[begin INFORMATION PROVIDED]

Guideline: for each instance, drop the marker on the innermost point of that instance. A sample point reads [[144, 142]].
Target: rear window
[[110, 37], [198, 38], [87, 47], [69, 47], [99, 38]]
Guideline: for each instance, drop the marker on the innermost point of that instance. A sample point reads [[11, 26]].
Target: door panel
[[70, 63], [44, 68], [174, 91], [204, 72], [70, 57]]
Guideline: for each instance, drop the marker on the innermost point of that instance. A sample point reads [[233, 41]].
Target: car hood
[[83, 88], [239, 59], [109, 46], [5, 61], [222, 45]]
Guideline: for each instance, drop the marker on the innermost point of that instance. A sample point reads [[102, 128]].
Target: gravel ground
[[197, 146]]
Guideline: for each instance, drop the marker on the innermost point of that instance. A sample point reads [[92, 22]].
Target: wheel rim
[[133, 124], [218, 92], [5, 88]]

[end INFORMATION PROVIDED]

→ WHAT NEEDS TO BE DONE
Copy the source records above line for line, leaving every character unchanged.

→ CORRECT OUTPUT
Guideline: for each instance, drop the marker on the innermost point of that instance. A sample point reads [[144, 142]].
Target: rear window
[[110, 37], [198, 38], [87, 47], [69, 47], [99, 38]]
Guideline: for each instance, drop the marker on the innermost point of that instance. A sample point reads [[11, 26]].
Target: door panel
[[70, 63], [44, 68], [174, 91], [204, 72], [70, 57]]
Guideline: for each instance, drop the marker on the innermost point of that instance. A sample point reads [[233, 41]].
Target: car hood
[[83, 88], [239, 59], [109, 46], [5, 61], [222, 45]]
Guideline: for each instance, drop the marker on the innermost point of that instance. A sample point reads [[102, 128]].
Target: gravel ground
[[197, 146]]
Guideline: for each instance, drop the marker on the innermost point of that instance. A sample point reads [[92, 22]].
Target: wheel rim
[[133, 124], [218, 92], [5, 88]]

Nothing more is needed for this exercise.